Provided passage:
==*==
SUMMARY OF THE INVENTION
[0010] To overcome the abovementioned drawbacks in conventional ink
jet recording apparatus, it is an object of the present invention
to provide an ink jet recording apparatus for properly adjusting
the ink amount even when emitting individually each ink and
realizing high-resolution image recording free of sandy parts and
uneven parts on the image surface.
[0011] Accordingly, to overcome the cited shortcomings, the
abovementioned object of the present invention can be attained by
ink jet recording apparatus described as follow.
[0012] (1) An inkjet recording apparatus, comprising: a recording
head to emit a photo-curing ink, to be cured by irradiating a
light, onto a recording medium; a light irradiating device having a
light source that irradiates the light onto the photo-curing ink
emitted by the recording head; and a controlling section to
determine a maximum recording rate, so that the maximum recording
rate is set at a value in a range of 80-90% when a recording rate
of whole pixels to be recorded for every unicolor is set at
100%.
[0013] (2) The inkjet recording apparatus of item 1, wherein the
controlling section determines the maximum recording rate for every
unicolor corresponding to a kind of the recording medium to be
employed.
[0014] (3) The inkjet recording apparatus of item 1, wherein the
controlling section determines the maximum recording rate for every
unicolor corresponding to a resolution.
[0015] (4) The inkjet recording apparatus of item 1, further
comprising: a measuring section to measure at least one of a
temperature and a humidity around a peripheral area of the
recording head; wherein the controlling section determines the
maximum recording rate for every unicolor corresponding to at least
one of the temperature and the humidity measured by the measuring
section.
==*==
Given entries:
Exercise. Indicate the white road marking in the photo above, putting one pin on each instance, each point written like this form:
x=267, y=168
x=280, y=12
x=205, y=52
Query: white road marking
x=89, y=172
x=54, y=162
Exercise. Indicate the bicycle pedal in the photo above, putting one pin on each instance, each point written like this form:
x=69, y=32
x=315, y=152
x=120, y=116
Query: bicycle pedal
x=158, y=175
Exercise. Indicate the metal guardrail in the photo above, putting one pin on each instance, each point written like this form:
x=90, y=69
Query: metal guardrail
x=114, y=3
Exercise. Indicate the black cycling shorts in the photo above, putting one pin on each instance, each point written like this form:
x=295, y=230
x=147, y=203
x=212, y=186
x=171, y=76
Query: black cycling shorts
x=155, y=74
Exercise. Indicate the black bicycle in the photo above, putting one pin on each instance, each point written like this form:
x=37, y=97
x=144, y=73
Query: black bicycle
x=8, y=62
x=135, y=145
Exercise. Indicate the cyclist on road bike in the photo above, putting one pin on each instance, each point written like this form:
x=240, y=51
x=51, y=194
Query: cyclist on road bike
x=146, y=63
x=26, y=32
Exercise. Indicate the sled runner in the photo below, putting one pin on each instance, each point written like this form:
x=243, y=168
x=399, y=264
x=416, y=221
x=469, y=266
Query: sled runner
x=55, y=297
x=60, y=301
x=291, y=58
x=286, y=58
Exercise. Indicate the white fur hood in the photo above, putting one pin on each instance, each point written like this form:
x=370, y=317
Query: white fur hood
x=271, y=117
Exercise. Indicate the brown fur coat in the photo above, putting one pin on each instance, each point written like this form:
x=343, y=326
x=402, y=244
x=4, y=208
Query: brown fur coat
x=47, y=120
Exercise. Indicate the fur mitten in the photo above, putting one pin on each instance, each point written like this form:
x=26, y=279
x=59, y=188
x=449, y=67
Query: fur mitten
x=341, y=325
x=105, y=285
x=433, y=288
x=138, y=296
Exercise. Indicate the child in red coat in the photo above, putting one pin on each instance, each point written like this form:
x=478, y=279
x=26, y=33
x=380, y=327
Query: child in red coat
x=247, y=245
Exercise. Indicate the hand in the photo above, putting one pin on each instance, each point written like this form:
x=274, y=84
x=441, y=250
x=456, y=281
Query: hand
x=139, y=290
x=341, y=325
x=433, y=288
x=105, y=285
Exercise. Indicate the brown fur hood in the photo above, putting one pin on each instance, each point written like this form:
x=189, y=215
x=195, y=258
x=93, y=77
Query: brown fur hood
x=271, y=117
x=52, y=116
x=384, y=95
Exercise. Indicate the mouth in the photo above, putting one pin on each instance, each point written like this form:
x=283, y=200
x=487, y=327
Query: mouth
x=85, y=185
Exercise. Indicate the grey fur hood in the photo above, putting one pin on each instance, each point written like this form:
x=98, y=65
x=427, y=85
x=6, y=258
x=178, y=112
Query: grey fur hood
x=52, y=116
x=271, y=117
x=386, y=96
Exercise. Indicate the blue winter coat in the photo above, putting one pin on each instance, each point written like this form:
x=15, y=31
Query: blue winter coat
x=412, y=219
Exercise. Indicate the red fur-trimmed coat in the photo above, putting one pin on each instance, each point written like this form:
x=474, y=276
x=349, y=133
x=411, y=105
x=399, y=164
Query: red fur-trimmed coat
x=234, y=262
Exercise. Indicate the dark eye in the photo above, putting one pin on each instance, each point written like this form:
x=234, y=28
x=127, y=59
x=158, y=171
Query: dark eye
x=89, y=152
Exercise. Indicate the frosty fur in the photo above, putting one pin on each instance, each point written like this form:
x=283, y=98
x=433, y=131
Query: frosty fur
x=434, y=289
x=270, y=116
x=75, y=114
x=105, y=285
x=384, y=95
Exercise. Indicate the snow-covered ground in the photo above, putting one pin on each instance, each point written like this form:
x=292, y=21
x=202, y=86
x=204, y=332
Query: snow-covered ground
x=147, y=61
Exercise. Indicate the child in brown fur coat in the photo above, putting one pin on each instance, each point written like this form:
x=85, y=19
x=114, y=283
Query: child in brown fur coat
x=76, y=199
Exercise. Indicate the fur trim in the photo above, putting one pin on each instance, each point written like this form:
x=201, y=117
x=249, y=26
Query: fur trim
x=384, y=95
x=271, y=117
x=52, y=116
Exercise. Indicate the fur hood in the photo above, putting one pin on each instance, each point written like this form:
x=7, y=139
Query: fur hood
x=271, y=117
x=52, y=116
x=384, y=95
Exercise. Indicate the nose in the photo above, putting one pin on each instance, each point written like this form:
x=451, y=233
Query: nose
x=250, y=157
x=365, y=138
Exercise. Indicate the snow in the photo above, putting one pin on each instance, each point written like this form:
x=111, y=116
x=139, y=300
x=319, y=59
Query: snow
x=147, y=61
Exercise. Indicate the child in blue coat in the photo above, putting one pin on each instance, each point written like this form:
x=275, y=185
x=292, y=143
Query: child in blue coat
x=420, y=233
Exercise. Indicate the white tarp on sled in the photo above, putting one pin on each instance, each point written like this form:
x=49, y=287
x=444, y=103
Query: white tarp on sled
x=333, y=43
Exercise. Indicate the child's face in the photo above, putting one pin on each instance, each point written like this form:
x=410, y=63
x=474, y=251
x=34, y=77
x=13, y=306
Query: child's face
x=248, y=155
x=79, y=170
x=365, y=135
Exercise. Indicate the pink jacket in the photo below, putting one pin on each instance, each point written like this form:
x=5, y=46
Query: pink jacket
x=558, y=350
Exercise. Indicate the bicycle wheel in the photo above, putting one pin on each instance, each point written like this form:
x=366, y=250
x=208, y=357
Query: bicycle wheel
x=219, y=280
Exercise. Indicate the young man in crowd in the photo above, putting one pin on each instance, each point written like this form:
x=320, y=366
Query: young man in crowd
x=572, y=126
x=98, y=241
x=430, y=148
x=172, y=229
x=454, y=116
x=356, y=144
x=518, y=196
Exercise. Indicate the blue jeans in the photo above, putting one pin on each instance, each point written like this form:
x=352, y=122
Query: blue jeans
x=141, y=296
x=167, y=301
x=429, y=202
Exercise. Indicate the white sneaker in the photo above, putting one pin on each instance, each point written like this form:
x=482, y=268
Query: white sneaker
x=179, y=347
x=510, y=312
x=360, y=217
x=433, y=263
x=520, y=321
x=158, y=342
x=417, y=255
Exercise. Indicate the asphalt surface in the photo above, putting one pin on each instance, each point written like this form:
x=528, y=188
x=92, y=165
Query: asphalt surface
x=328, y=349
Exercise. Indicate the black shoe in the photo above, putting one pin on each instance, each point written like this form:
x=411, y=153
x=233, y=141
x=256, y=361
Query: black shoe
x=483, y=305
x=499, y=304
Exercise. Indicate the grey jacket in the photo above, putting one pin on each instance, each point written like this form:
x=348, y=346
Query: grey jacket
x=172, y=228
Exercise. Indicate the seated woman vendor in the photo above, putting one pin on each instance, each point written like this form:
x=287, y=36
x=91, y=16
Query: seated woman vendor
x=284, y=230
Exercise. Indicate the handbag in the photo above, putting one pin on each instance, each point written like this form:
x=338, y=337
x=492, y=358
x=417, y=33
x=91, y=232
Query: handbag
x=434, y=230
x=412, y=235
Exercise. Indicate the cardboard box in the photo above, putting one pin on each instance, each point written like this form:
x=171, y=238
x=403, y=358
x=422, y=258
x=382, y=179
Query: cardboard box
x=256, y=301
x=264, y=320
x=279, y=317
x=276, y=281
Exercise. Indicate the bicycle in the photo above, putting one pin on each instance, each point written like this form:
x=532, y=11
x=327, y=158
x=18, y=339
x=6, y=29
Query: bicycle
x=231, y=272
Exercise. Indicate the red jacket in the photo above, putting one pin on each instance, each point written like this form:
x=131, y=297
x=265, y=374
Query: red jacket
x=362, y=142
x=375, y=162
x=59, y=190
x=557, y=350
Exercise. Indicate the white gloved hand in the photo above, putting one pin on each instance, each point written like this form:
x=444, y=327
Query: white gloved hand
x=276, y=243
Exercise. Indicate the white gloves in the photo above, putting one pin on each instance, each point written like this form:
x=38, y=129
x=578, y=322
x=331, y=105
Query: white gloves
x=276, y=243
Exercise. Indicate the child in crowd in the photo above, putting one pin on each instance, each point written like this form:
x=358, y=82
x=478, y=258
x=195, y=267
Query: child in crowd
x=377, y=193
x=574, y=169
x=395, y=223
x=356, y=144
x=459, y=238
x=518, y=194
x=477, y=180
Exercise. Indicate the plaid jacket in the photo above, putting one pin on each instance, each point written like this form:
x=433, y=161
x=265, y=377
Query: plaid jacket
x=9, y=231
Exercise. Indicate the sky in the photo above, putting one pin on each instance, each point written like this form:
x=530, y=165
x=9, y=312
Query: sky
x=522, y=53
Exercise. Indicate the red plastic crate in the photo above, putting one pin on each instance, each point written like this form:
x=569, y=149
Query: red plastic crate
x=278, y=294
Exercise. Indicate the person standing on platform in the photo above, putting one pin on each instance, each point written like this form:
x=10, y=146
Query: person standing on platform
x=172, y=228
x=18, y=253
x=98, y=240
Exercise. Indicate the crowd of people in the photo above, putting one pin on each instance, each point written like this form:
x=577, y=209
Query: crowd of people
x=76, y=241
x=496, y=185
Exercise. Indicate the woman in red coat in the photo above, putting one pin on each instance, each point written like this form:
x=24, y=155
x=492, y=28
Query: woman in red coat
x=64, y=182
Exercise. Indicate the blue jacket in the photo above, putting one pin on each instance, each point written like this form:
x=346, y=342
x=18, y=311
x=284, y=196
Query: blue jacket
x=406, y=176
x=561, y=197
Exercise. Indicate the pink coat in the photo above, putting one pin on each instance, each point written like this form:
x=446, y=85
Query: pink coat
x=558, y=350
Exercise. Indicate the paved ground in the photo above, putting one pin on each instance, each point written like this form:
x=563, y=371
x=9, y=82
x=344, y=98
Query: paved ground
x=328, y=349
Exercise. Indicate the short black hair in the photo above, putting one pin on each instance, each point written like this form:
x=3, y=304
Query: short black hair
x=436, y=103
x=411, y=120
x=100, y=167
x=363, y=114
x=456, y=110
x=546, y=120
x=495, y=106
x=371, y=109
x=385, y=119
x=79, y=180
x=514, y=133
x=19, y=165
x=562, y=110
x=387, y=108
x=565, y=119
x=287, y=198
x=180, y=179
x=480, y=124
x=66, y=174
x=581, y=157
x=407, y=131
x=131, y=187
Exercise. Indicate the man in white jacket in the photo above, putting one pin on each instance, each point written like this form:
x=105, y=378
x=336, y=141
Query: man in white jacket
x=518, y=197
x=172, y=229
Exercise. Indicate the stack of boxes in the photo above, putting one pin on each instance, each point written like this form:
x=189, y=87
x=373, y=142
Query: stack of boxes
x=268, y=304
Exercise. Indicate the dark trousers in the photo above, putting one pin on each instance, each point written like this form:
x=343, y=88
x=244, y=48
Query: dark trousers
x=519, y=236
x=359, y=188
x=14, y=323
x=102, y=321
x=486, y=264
==*==
Instructions:
1. Repeat the inkjet patent summary word for word, starting at "[0011] Accordingly, to" and ending at "described as follow.".
2. Carry on the inkjet patent summary from the point where it stops.

Outputs:
1.
[0011] Accordingly, to overcome the cited shortcomings, the
abovementioned object of the present invention can be attained by
ink jet recording apparatus described as follow.

2.
[0016] (5) The inkjet recording apparatus of item 1, further
comprising: an irradiation intensity measuring section to measure
an irradiation intensity of the light irradiated by the light
irradiating device; wherein the controlling section determines the
maximum recording rate for every unicolor corresponding to the
irradiation intensity measured by the irradiation intensity
measuring section.
[0017] (6) The inkjet recording apparatus of item 1, wherein the
controlling section determines the maximum recording rate for every
unicolor corresponding to a recording velocity at a time of a
recording operation.
[0018] (7) The inkjet recording apparatus of item 1, wherein the
recording head corresponds to each of a plurality of recording
heads and the photo-curing ink corresponds to each of a plurality
of photo-curing inks, colors of which are different from each
other; and wherein each of the plurality of recording heads is
disposed for each of the plurality of photo-curing inks and the
controlling section determines the maximum recording rate for every
unicolor corresponding to a kind of the photo-curing ink.
[0019] (8) The inkjet recording apparatus of item 1, wherein the
controlling section is capable of controlling at least one of an
amount of ink and a number of ink particles to be emitted from the
recording head, and determines the maximum recording rate for every
unicolor corresponding to the amount of ink or the number of ink
particles.
[0020] (9) The inkjet recording apparatus of item 1, wherein, after
the maximum recording rate is determined, the controlling section
conducts a multiple-value conversion processing suitable for the
inkjet recording apparatus to determine pixels to be recorded for
every unicolor, and conducts a controlling operation to emit the
photo-curing ink corresponding to the pixels determined to be
recorded.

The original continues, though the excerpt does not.